(begin)
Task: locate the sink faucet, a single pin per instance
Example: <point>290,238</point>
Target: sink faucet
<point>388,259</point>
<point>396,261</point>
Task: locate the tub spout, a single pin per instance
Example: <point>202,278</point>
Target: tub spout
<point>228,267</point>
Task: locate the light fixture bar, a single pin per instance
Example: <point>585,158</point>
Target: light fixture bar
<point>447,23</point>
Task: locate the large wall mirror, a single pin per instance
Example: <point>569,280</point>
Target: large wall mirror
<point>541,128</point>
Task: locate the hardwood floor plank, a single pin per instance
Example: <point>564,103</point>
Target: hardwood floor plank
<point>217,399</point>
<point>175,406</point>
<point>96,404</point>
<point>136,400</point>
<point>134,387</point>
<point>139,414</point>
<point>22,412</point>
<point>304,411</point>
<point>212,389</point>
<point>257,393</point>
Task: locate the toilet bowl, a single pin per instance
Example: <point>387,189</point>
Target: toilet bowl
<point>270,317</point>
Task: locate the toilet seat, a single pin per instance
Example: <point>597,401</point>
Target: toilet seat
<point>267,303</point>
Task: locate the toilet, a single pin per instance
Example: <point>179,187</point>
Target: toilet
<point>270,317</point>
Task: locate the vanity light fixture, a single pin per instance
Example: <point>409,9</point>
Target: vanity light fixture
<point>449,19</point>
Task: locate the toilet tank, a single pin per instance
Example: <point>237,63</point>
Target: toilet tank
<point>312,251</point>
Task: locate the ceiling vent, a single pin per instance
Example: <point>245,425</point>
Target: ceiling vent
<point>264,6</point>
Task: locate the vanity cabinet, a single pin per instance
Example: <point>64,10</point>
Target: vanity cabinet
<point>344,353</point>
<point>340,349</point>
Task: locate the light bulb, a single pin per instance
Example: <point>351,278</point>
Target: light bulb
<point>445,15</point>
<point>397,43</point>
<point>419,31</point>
(end)
## EXERCISE TASK
Shift every coordinate in the answers by adding -94. Write out again all items from the start through the line that contains "<point>228,267</point>", requests included, and leave the requests and their sample points unchanged.

## FINISHED TASK
Task: locate the sink faucet, a single pin per instance
Example: <point>290,238</point>
Target: sink faucet
<point>294,165</point>
<point>302,167</point>
Task: locate the tub spout, a single pin per instance
Example: <point>202,278</point>
Target: tub spout
<point>134,173</point>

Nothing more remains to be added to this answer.